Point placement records
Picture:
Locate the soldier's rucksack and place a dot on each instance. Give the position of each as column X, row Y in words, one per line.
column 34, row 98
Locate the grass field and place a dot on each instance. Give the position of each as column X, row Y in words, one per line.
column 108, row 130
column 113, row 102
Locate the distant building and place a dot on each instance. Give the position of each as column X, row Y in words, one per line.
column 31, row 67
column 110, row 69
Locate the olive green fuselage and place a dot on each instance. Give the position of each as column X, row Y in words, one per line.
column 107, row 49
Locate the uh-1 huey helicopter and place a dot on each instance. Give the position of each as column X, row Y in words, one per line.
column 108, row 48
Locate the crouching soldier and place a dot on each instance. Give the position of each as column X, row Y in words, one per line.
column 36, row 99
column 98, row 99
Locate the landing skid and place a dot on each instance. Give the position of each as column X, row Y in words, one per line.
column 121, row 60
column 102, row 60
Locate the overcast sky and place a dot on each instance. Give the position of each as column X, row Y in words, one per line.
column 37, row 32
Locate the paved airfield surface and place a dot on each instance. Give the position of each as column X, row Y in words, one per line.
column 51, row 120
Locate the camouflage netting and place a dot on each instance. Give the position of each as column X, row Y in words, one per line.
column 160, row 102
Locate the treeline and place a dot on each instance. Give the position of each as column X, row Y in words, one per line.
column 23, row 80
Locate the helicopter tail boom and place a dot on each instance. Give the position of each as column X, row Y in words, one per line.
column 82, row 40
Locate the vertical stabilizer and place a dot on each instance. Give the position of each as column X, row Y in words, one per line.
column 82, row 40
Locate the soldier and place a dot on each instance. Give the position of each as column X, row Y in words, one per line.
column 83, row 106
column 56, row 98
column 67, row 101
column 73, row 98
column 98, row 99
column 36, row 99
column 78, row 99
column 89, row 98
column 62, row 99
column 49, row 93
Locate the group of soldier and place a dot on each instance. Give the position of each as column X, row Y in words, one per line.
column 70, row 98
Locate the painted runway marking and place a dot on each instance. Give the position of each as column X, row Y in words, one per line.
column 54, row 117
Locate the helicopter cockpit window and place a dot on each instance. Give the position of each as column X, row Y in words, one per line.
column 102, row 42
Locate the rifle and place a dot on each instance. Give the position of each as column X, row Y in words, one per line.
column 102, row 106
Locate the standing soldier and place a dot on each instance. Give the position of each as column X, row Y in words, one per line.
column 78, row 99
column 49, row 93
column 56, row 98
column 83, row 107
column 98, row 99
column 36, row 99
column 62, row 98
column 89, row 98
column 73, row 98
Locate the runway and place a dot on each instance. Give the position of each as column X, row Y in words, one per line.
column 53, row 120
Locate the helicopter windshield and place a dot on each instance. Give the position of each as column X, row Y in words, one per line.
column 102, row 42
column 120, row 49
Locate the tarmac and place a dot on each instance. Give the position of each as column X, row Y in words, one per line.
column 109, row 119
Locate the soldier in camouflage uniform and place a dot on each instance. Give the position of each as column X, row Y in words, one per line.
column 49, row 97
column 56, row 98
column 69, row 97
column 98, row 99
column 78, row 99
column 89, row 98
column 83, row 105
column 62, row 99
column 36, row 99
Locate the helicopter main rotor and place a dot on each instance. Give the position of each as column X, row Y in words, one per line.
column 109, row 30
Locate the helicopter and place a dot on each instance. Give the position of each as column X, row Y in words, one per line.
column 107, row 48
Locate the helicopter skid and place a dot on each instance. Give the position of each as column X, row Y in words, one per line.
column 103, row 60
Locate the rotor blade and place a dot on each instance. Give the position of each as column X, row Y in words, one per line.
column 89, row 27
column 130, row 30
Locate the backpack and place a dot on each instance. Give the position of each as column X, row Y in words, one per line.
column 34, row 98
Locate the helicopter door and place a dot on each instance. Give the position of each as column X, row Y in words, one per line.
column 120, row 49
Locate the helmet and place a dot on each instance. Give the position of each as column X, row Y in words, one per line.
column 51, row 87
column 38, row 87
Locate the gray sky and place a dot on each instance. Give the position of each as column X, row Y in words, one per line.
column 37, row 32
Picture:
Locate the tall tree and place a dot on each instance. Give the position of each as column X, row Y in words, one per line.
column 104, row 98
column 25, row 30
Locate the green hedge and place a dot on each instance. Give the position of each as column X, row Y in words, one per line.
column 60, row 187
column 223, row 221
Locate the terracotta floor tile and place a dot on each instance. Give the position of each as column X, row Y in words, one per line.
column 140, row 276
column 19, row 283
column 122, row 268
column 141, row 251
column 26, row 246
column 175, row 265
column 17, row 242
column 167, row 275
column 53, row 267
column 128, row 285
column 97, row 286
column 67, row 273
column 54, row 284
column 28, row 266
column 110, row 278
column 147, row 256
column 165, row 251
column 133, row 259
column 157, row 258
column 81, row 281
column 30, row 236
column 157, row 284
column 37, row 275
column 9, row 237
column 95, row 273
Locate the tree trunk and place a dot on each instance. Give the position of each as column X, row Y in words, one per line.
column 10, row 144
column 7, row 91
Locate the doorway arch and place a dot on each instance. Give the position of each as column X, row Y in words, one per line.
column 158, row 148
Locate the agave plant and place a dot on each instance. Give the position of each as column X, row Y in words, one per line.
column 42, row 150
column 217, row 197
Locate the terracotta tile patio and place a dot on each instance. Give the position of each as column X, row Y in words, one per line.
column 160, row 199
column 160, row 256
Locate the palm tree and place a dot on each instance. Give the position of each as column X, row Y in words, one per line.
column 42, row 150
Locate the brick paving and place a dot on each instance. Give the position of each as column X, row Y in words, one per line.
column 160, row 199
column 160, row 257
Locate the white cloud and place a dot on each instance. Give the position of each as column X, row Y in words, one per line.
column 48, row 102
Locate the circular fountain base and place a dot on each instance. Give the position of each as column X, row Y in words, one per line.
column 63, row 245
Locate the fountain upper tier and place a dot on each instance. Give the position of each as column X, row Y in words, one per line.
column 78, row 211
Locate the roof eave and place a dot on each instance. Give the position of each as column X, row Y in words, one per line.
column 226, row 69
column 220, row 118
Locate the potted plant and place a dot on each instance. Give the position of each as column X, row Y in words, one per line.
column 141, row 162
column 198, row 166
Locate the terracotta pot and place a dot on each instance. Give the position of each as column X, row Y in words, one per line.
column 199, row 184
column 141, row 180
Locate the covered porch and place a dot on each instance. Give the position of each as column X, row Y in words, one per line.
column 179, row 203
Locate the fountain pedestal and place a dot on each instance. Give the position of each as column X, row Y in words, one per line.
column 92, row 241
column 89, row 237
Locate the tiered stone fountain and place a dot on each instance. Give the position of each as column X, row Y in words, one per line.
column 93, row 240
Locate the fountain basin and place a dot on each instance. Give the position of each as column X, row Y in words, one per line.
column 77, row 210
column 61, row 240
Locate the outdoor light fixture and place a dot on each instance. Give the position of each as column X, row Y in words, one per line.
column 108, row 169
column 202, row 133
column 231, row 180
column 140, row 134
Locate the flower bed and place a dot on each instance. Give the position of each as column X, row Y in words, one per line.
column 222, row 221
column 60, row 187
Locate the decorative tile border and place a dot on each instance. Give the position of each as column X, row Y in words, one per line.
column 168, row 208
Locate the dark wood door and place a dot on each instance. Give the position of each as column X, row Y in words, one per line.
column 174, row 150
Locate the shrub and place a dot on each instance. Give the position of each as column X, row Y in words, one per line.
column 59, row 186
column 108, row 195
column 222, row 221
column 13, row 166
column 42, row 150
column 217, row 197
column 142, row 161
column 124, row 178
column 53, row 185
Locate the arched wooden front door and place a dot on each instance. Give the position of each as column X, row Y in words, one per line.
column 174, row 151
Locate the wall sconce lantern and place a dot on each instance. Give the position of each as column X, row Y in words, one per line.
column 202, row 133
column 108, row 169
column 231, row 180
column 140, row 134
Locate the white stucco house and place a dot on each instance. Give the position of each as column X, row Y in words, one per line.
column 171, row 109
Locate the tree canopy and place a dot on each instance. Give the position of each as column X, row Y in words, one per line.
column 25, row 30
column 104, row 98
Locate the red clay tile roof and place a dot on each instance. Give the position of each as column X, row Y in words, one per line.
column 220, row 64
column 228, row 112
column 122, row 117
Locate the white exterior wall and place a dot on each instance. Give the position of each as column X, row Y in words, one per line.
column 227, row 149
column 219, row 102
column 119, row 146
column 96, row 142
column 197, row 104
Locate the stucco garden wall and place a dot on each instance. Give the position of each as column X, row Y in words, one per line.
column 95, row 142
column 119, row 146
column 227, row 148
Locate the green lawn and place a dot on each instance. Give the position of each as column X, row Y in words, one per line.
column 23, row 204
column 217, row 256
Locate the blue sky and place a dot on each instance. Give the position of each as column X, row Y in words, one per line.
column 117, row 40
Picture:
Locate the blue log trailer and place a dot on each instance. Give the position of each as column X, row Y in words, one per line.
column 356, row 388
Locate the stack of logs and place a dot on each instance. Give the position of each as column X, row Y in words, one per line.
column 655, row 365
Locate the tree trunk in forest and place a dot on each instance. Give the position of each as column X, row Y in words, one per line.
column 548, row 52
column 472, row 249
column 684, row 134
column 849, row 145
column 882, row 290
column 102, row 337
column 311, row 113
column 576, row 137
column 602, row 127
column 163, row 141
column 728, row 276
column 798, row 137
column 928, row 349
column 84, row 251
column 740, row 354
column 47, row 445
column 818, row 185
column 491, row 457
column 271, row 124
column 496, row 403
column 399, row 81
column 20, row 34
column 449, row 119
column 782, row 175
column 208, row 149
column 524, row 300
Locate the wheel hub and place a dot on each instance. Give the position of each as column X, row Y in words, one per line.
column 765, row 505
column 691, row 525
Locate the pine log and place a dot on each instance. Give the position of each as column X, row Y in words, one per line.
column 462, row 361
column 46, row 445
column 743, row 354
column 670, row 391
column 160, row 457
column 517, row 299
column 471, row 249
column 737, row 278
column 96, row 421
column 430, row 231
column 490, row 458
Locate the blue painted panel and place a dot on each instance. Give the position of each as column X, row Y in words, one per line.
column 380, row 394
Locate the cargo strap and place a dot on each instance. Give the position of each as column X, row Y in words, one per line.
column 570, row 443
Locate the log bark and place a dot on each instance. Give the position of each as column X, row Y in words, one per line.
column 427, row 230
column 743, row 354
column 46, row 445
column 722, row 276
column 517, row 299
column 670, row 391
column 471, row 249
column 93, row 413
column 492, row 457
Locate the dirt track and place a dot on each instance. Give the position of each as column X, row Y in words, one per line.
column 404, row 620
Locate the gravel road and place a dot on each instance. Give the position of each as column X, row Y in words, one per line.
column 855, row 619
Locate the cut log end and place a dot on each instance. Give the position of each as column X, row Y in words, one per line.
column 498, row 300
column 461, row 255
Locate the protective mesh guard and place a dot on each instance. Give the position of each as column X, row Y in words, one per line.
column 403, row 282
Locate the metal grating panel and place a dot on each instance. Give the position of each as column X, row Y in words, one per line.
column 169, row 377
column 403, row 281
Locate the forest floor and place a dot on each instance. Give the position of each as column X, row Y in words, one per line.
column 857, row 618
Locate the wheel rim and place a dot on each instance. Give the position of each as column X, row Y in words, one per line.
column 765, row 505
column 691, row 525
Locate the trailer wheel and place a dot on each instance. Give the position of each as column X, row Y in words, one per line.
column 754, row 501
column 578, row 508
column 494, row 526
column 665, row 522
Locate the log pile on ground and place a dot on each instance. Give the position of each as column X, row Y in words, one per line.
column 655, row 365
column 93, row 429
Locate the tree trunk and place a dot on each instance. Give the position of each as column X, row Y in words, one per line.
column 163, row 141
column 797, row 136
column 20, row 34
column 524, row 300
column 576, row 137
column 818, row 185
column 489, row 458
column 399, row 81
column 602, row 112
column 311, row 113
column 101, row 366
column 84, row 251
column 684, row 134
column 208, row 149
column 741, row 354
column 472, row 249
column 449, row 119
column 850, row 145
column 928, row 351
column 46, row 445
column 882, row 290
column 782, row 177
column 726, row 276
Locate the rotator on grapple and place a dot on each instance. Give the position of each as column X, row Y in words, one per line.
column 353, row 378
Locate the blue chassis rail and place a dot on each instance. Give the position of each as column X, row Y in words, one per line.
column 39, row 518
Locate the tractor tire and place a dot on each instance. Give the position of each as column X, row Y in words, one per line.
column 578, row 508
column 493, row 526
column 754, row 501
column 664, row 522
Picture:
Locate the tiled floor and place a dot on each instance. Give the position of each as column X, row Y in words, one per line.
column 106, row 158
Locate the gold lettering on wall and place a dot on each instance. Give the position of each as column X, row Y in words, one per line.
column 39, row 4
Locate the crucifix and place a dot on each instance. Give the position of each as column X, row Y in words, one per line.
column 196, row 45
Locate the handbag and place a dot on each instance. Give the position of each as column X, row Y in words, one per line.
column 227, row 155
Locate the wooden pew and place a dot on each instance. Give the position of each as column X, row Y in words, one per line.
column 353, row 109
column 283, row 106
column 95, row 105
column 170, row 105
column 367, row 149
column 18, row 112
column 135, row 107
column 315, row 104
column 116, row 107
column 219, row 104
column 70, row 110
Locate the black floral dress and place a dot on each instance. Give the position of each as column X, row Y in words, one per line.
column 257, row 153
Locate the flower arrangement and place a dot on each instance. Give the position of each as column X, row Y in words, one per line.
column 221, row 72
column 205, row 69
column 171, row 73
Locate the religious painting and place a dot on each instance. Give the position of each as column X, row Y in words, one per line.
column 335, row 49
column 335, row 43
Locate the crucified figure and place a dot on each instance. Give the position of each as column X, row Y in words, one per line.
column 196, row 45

— SHORT PROBLEM —
Copy out the lines above, from the line containing "Locate the runway" through the line containing "column 53, row 120", including both of those lines.

— EXERCISE RESULT —
Locate the runway and place a dot on each instance. Give the position of each as column X, row Y in words, one per line.
column 53, row 120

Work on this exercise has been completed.